Problem details :: Rewrite the items below as a numbered list, leaving out any blank lines.

Provided data ::
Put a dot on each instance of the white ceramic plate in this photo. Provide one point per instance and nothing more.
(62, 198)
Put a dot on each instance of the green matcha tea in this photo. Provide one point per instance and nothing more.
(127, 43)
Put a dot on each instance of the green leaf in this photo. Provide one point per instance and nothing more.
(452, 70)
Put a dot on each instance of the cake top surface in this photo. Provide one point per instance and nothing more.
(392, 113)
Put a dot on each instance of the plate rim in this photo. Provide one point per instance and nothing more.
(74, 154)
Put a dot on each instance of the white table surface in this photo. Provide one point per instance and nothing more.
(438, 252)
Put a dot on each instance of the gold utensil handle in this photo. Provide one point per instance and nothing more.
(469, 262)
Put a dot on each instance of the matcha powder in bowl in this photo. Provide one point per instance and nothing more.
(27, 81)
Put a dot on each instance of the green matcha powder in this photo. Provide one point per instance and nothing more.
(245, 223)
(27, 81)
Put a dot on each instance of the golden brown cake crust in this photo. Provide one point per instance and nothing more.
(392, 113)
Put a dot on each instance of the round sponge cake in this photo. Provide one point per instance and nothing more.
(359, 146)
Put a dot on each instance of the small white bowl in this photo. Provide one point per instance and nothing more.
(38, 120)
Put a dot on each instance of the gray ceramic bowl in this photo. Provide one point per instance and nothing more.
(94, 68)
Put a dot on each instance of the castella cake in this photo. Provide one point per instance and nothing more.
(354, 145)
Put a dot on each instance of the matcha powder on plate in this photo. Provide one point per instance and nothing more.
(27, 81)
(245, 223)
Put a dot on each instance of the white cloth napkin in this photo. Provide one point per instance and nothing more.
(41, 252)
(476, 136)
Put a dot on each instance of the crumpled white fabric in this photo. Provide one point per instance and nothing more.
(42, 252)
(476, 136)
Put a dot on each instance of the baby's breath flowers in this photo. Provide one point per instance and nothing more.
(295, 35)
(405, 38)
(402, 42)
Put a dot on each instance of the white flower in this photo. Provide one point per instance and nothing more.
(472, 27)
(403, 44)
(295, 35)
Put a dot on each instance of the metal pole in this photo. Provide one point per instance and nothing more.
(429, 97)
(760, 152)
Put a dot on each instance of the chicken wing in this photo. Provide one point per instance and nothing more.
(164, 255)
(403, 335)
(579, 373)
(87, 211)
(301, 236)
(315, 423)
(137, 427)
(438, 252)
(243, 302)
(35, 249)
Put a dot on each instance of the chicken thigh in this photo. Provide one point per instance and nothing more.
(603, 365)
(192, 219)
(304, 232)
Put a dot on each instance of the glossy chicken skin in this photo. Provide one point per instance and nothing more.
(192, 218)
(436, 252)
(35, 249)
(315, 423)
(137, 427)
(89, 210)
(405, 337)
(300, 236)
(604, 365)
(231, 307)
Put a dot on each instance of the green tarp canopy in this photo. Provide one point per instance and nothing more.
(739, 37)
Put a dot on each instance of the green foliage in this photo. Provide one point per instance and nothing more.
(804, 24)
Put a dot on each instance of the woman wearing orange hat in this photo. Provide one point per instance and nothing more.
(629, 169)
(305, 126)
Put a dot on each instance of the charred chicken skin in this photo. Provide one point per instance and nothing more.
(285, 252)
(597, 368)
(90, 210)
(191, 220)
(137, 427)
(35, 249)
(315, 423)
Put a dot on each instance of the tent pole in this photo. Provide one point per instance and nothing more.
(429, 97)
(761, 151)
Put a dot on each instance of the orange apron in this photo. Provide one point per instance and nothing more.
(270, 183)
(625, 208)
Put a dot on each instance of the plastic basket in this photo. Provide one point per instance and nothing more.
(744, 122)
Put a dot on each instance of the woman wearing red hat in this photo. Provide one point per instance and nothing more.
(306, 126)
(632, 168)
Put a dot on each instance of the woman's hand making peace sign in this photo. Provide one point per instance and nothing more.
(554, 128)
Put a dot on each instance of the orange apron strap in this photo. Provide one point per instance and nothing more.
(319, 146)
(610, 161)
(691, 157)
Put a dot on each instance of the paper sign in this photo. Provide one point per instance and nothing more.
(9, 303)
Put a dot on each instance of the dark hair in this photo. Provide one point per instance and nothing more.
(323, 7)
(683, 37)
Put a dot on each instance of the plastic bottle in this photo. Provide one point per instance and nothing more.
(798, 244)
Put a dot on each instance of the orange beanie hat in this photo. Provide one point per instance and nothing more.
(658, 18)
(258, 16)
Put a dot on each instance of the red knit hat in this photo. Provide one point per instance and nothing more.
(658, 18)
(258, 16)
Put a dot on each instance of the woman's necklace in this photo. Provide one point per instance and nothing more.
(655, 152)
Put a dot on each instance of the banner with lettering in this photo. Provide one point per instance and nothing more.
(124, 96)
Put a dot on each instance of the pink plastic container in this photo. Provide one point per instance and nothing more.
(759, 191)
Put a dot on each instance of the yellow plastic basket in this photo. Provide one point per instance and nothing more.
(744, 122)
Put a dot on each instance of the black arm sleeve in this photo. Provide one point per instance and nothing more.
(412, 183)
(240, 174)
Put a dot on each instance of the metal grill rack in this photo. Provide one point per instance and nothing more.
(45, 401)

Solution below ::
1. Put a dot on each instance of the white ceramic plate in this photo. Provide one point per instance and nothing more.
2. (62, 198)
3. Put a dot on each instance of the green matcha tea in this photo. Provide one point per instance and nothing more.
4. (127, 43)
5. Put a dot on each instance of the green leaf in this photo. Provide one point per instance and nothing more.
6. (452, 70)
7. Put a dot on each instance of the cake top surface in this photo. Provide one point per instance and nothing more.
8. (392, 113)
9. Put a dot on each instance of the plate rim in this photo. Provide one point per instance and nothing more.
10. (74, 154)
11. Put a dot on each instance of the white table surface in this photo. Provide one point per instance and nothing more.
12. (438, 252)
13. Put a dot on each instance of the gold utensil handle in this photo. Provide one point per instance and nothing more.
14. (469, 262)
15. Put a dot on each instance of the matcha powder in bowl in this photo. Provide one point per instance and nothing more.
16. (27, 81)
17. Put a dot on each instance of the green matcha powder in this photo. Provide one point per instance and nothing more.
18. (245, 223)
19. (27, 81)
20. Put a dot on each instance of the golden brown cake crust in this photo. Provide one point per instance and nothing more.
21. (392, 113)
22. Put a dot on each instance of the round sponge cake in this photo. Provide one point per instance and nothing more.
23. (359, 146)
24. Put a dot on each instance of the small white bowl in this photo. Provide one point per instance and nothing more.
25. (38, 120)
26. Put a dot on each instance of the gray ceramic bowl in this photo. Provide one point per instance and nothing more.
27. (94, 68)
28. Put a dot on each instance of the castella cake in this photo. Provide one point per instance and nothing more.
29. (354, 145)
30. Put a dot on each instance of the matcha powder on plate in this photo. Provide one point per instance and nothing more.
31. (27, 81)
32. (245, 223)
33. Put a dot on each instance of the white cloth napkin in this photo. Provide one point per instance and nothing more.
34. (41, 252)
35. (476, 136)
36. Put a dot on each instance of the crumpled white fabric in this photo. Provide one point per instance and nothing more.
37. (42, 252)
38. (476, 136)
39. Put a dot on each instance of the baby's breath flowers in this photo. Provide one point per instance and nothing more.
40. (295, 35)
41. (405, 38)
42. (402, 42)
43. Put a dot on each instance of the white flower in this photo. Provide one point per instance and nothing more.
44. (472, 27)
45. (403, 44)
46. (295, 35)
47. Put a dot on each instance of the metal pole in this photo. Provide one point per instance and nothing more.
48. (429, 97)
49. (760, 152)
50. Put a dot on each instance of the chicken wing in this photo. Provide one point per instance and nothing more.
51. (164, 255)
52. (403, 335)
53. (579, 373)
54. (87, 211)
55. (301, 236)
56. (315, 423)
57. (137, 427)
58. (438, 252)
59. (243, 302)
60. (35, 249)
61. Put a dot on each instance of the chicken thigh in this photo. Provide one point per instance and nothing more.
62. (603, 365)
63. (192, 219)
64. (304, 232)
65. Put a dot on each instance of the glossy chicken skin in this photo. Provide one point per instance and nothing more.
66. (192, 218)
67. (436, 252)
68. (35, 249)
69. (315, 423)
70. (137, 427)
71. (89, 210)
72. (405, 337)
73. (300, 236)
74. (604, 365)
75. (231, 307)
76. Put a dot on each instance of the green tarp canopy in this photo. Provide one point per instance and nothing more.
77. (739, 37)
78. Put a dot on each instance of the green foliage in this photo. Provide one point per instance and nothing more.
79. (804, 24)
80. Put a dot on each instance of the woman wearing orange hat in this photo. Provide one point per instance and nothing more.
81. (629, 169)
82. (305, 126)
83. Put a dot on each instance of the charred chicken skin in this photo. Provide one point per instance and nothing more.
84. (285, 252)
85. (597, 368)
86. (90, 210)
87. (191, 220)
88. (137, 427)
89. (35, 249)
90. (315, 423)
91. Put a dot on each instance of the tent pole in this photo. Provide one point per instance and nothing more.
92. (429, 97)
93. (761, 151)
94. Put a dot on each instance of the orange apron in this photo. Provide one point per instance and nothing more.
95. (270, 183)
96. (625, 208)
97. Put a dot on each instance of the plastic basket in this photo. Provide one point per instance and nothing more.
98. (744, 122)
99. Put a dot on each instance of the woman wearing red hat in this photo. Provide one point per instance and nothing more.
100. (306, 126)
101. (632, 168)
102. Put a dot on each instance of the woman's hand making peace sign in this photo. Provide one point per instance and nothing more.
103. (554, 128)
104. Put a dot on each instance of the orange apron strap in this photo. Provide one point per instance and nothing more.
105. (319, 146)
106. (610, 161)
107. (691, 157)
108. Put a dot on each instance of the paper sign in this photo. Provide one point per instance and nothing more.
109. (9, 303)
110. Put a dot on each instance of the dark hair in this photo. Provide one point per instance and nothing more.
111. (323, 7)
112. (683, 37)
113. Put a dot on each instance of the plastic bottle in this photo. Provide one point per instance and nothing more.
114. (798, 244)
115. Put a dot on each instance of the orange beanie hat in this photo. Provide one point per instance and nothing more.
116. (658, 18)
117. (258, 16)
118. Put a dot on each instance of the red knit hat in this photo. Provide one point per instance and nothing more.
119. (658, 18)
120. (258, 16)
121. Put a dot on each instance of the woman's necklace in this photo. Provide one point per instance and nothing more.
122. (655, 152)
123. Put a dot on each instance of the banner with lettering in this photo. Provide one point per instance and nothing more.
124. (124, 96)
125. Put a dot on each instance of the pink plastic container in this photo. Provide one point per instance and nothing more.
126. (759, 191)
127. Put a dot on each instance of the yellow plastic basket in this photo. Provide one point per instance and nothing more.
128. (744, 122)
129. Put a dot on each instance of the black arm sleeve in this photo. Provide one point per instance and nothing more.
130. (412, 183)
131. (240, 174)
132. Put a dot on each instance of the metal grill rack in this photo. Provide one point per instance and nothing more.
133. (45, 401)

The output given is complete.